> **MATERIALS PROVIDED**

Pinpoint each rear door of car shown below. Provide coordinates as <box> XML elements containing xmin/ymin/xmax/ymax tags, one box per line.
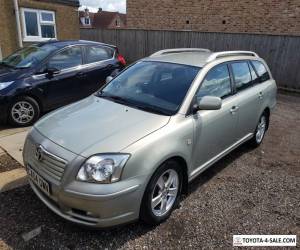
<box><xmin>45</xmin><ymin>45</ymin><xmax>86</xmax><ymax>109</ymax></box>
<box><xmin>230</xmin><ymin>60</ymin><xmax>261</xmax><ymax>140</ymax></box>
<box><xmin>84</xmin><ymin>45</ymin><xmax>119</xmax><ymax>95</ymax></box>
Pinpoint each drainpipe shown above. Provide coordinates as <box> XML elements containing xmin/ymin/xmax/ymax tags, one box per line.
<box><xmin>14</xmin><ymin>0</ymin><xmax>23</xmax><ymax>48</ymax></box>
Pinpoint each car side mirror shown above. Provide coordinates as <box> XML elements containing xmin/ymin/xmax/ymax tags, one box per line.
<box><xmin>193</xmin><ymin>96</ymin><xmax>222</xmax><ymax>111</ymax></box>
<box><xmin>46</xmin><ymin>68</ymin><xmax>60</xmax><ymax>77</ymax></box>
<box><xmin>105</xmin><ymin>76</ymin><xmax>114</xmax><ymax>83</ymax></box>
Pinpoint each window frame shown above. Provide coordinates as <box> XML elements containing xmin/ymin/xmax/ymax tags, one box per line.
<box><xmin>185</xmin><ymin>61</ymin><xmax>236</xmax><ymax>117</ymax></box>
<box><xmin>21</xmin><ymin>8</ymin><xmax>57</xmax><ymax>42</ymax></box>
<box><xmin>193</xmin><ymin>62</ymin><xmax>234</xmax><ymax>100</ymax></box>
<box><xmin>41</xmin><ymin>44</ymin><xmax>84</xmax><ymax>74</ymax></box>
<box><xmin>249</xmin><ymin>60</ymin><xmax>272</xmax><ymax>84</ymax></box>
<box><xmin>229</xmin><ymin>59</ymin><xmax>257</xmax><ymax>94</ymax></box>
<box><xmin>82</xmin><ymin>44</ymin><xmax>116</xmax><ymax>66</ymax></box>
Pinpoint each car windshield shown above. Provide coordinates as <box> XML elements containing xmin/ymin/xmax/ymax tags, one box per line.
<box><xmin>1</xmin><ymin>44</ymin><xmax>57</xmax><ymax>68</ymax></box>
<box><xmin>97</xmin><ymin>61</ymin><xmax>200</xmax><ymax>116</ymax></box>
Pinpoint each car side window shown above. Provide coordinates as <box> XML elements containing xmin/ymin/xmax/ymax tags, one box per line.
<box><xmin>196</xmin><ymin>64</ymin><xmax>231</xmax><ymax>99</ymax></box>
<box><xmin>251</xmin><ymin>61</ymin><xmax>270</xmax><ymax>82</ymax></box>
<box><xmin>85</xmin><ymin>46</ymin><xmax>114</xmax><ymax>63</ymax></box>
<box><xmin>48</xmin><ymin>46</ymin><xmax>82</xmax><ymax>70</ymax></box>
<box><xmin>231</xmin><ymin>62</ymin><xmax>252</xmax><ymax>90</ymax></box>
<box><xmin>248</xmin><ymin>63</ymin><xmax>259</xmax><ymax>84</ymax></box>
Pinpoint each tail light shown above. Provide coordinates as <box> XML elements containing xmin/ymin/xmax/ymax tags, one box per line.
<box><xmin>117</xmin><ymin>54</ymin><xmax>126</xmax><ymax>66</ymax></box>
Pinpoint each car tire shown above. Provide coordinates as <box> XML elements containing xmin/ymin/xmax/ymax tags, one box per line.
<box><xmin>250</xmin><ymin>112</ymin><xmax>269</xmax><ymax>147</ymax></box>
<box><xmin>140</xmin><ymin>160</ymin><xmax>183</xmax><ymax>225</ymax></box>
<box><xmin>8</xmin><ymin>96</ymin><xmax>40</xmax><ymax>127</ymax></box>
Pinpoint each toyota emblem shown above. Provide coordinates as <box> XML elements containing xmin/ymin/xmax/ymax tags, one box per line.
<box><xmin>35</xmin><ymin>145</ymin><xmax>43</xmax><ymax>161</ymax></box>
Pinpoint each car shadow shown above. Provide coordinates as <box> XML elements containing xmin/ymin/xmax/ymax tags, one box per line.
<box><xmin>0</xmin><ymin>142</ymin><xmax>251</xmax><ymax>249</ymax></box>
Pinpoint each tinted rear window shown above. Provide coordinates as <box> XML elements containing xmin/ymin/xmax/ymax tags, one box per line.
<box><xmin>231</xmin><ymin>62</ymin><xmax>252</xmax><ymax>90</ymax></box>
<box><xmin>251</xmin><ymin>61</ymin><xmax>270</xmax><ymax>82</ymax></box>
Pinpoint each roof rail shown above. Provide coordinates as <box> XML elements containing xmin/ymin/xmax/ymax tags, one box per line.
<box><xmin>206</xmin><ymin>50</ymin><xmax>259</xmax><ymax>62</ymax></box>
<box><xmin>150</xmin><ymin>48</ymin><xmax>211</xmax><ymax>57</ymax></box>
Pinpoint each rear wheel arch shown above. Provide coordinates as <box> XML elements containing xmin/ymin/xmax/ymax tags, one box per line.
<box><xmin>262</xmin><ymin>107</ymin><xmax>271</xmax><ymax>129</ymax></box>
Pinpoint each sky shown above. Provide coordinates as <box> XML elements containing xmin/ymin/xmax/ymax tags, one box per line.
<box><xmin>79</xmin><ymin>0</ymin><xmax>126</xmax><ymax>13</ymax></box>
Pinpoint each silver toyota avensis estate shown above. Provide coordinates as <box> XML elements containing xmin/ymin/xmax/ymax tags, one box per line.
<box><xmin>23</xmin><ymin>49</ymin><xmax>277</xmax><ymax>227</ymax></box>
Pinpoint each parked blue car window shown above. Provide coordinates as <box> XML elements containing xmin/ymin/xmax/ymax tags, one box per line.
<box><xmin>2</xmin><ymin>44</ymin><xmax>57</xmax><ymax>68</ymax></box>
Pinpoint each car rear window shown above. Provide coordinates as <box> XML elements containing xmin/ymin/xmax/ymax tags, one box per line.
<box><xmin>85</xmin><ymin>46</ymin><xmax>114</xmax><ymax>63</ymax></box>
<box><xmin>251</xmin><ymin>61</ymin><xmax>270</xmax><ymax>82</ymax></box>
<box><xmin>231</xmin><ymin>62</ymin><xmax>252</xmax><ymax>90</ymax></box>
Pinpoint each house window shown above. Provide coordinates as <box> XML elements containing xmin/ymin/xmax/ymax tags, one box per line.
<box><xmin>21</xmin><ymin>8</ymin><xmax>56</xmax><ymax>42</ymax></box>
<box><xmin>84</xmin><ymin>17</ymin><xmax>91</xmax><ymax>25</ymax></box>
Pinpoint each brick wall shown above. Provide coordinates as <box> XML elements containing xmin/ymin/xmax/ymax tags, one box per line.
<box><xmin>0</xmin><ymin>0</ymin><xmax>79</xmax><ymax>56</ymax></box>
<box><xmin>127</xmin><ymin>0</ymin><xmax>300</xmax><ymax>35</ymax></box>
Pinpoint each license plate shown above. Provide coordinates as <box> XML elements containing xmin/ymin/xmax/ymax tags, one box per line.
<box><xmin>27</xmin><ymin>166</ymin><xmax>50</xmax><ymax>195</ymax></box>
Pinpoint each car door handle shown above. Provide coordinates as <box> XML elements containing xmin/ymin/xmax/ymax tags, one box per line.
<box><xmin>258</xmin><ymin>92</ymin><xmax>264</xmax><ymax>99</ymax></box>
<box><xmin>76</xmin><ymin>72</ymin><xmax>86</xmax><ymax>78</ymax></box>
<box><xmin>106</xmin><ymin>64</ymin><xmax>114</xmax><ymax>69</ymax></box>
<box><xmin>230</xmin><ymin>106</ymin><xmax>239</xmax><ymax>114</ymax></box>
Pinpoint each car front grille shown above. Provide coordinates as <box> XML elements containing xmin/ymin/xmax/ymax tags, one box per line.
<box><xmin>29</xmin><ymin>140</ymin><xmax>67</xmax><ymax>181</ymax></box>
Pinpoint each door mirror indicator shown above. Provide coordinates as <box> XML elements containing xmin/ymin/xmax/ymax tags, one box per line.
<box><xmin>193</xmin><ymin>96</ymin><xmax>222</xmax><ymax>112</ymax></box>
<box><xmin>46</xmin><ymin>68</ymin><xmax>60</xmax><ymax>77</ymax></box>
<box><xmin>105</xmin><ymin>76</ymin><xmax>114</xmax><ymax>83</ymax></box>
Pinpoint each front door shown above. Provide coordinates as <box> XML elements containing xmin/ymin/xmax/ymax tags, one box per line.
<box><xmin>191</xmin><ymin>64</ymin><xmax>238</xmax><ymax>175</ymax></box>
<box><xmin>231</xmin><ymin>61</ymin><xmax>261</xmax><ymax>139</ymax></box>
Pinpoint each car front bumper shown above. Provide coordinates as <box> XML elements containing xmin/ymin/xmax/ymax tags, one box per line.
<box><xmin>0</xmin><ymin>95</ymin><xmax>9</xmax><ymax>124</ymax></box>
<box><xmin>23</xmin><ymin>129</ymin><xmax>147</xmax><ymax>228</ymax></box>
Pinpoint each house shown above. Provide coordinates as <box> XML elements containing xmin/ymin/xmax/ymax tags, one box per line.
<box><xmin>79</xmin><ymin>8</ymin><xmax>126</xmax><ymax>29</ymax></box>
<box><xmin>0</xmin><ymin>0</ymin><xmax>79</xmax><ymax>57</ymax></box>
<box><xmin>127</xmin><ymin>0</ymin><xmax>300</xmax><ymax>36</ymax></box>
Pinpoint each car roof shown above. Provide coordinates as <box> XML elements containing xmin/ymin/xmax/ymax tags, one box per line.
<box><xmin>36</xmin><ymin>40</ymin><xmax>116</xmax><ymax>48</ymax></box>
<box><xmin>143</xmin><ymin>48</ymin><xmax>260</xmax><ymax>68</ymax></box>
<box><xmin>144</xmin><ymin>51</ymin><xmax>212</xmax><ymax>68</ymax></box>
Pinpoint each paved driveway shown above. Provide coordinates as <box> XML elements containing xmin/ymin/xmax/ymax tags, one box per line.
<box><xmin>0</xmin><ymin>125</ymin><xmax>30</xmax><ymax>164</ymax></box>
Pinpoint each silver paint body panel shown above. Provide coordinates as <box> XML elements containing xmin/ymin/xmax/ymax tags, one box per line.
<box><xmin>23</xmin><ymin>52</ymin><xmax>277</xmax><ymax>227</ymax></box>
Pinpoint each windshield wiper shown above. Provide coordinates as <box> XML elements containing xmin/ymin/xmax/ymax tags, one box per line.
<box><xmin>97</xmin><ymin>91</ymin><xmax>128</xmax><ymax>104</ymax></box>
<box><xmin>133</xmin><ymin>104</ymin><xmax>170</xmax><ymax>116</ymax></box>
<box><xmin>96</xmin><ymin>90</ymin><xmax>170</xmax><ymax>116</ymax></box>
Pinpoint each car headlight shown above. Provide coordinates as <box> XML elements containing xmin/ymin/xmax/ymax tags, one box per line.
<box><xmin>0</xmin><ymin>81</ymin><xmax>13</xmax><ymax>90</ymax></box>
<box><xmin>77</xmin><ymin>154</ymin><xmax>130</xmax><ymax>183</ymax></box>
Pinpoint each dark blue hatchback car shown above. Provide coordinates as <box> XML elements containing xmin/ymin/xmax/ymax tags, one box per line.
<box><xmin>0</xmin><ymin>41</ymin><xmax>126</xmax><ymax>126</ymax></box>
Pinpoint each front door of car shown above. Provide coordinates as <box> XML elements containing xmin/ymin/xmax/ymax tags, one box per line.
<box><xmin>84</xmin><ymin>46</ymin><xmax>118</xmax><ymax>95</ymax></box>
<box><xmin>45</xmin><ymin>46</ymin><xmax>86</xmax><ymax>109</ymax></box>
<box><xmin>192</xmin><ymin>64</ymin><xmax>238</xmax><ymax>174</ymax></box>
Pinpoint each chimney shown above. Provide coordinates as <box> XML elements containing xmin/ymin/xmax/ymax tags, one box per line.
<box><xmin>84</xmin><ymin>8</ymin><xmax>90</xmax><ymax>17</ymax></box>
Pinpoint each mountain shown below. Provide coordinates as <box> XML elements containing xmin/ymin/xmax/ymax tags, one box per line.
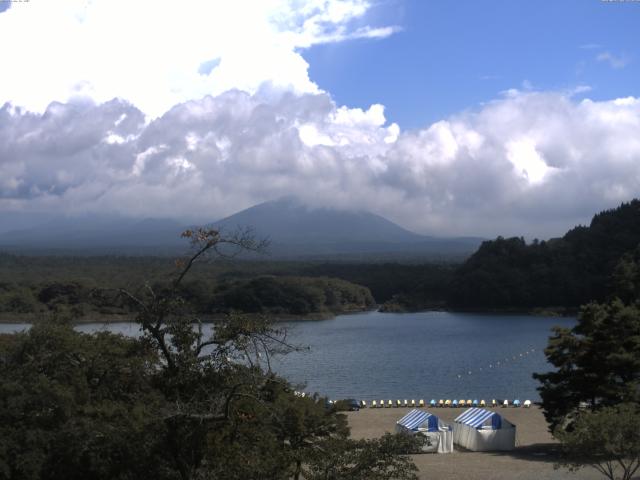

> **THE TASK**
Pick out each line of the records above that contains the word "house" and copy those lines in full.

> **EXPECTED ANSWER**
Pinpoint each house window shown above. Provide coordinates as <box> XML elements containing xmin/ymin/xmax/ymax tags, one box per line.
Pinpoint each house shown above. Provide coordinates as <box> XML elements containing xmin/ymin/xmax/ymax tags, one box per line.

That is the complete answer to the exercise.